— begin TEXT PASSAGE —
Election to Board of Admiralty

Printed text (Journals of the Continental Congress, XVI, 277).

[22 March 1780]

Resolved, That a member be elected for the Board of Admiralty, in the room of Mr. [James]1 Forbes, who by reason of sickness cannot attend.

Congress proceeded to an election, and the ballots being taken, Mr. [James] Madison was elected.2

1All brackets are in printed text. Forbes (b. ca. 1731) of Charles City County, Md., died on 25 March 1780 after serving in Congress for a little over two years.
— end TEXT PASSAGE —
— begin COLLECTED MATERIAL —
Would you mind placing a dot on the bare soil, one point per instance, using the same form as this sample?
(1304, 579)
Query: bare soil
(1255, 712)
— end COLLECTED MATERIAL —
**EXERCISE AIM**. Repeat the text on the election to the Board of Admiralty word for word, from its heading through the final note.

**REPLY TO THE EXERCISE**.
Election to Board of Admiralty

Printed text (Journals of the Continental Congress, XVI, 277).

[22 March 1780]

Resolved, That a member be elected for the Board of Admiralty, in the room of Mr. [James]1 Forbes, who by reason of sickness cannot attend.

Congress proceeded to an election, and the ballots being taken, Mr. [James] Madison was elected.2

1All brackets are in printed text. Forbes (b. ca. 1731) of Charles City County, Md., died on 25 March 1780 after serving in Congress for a little over two years.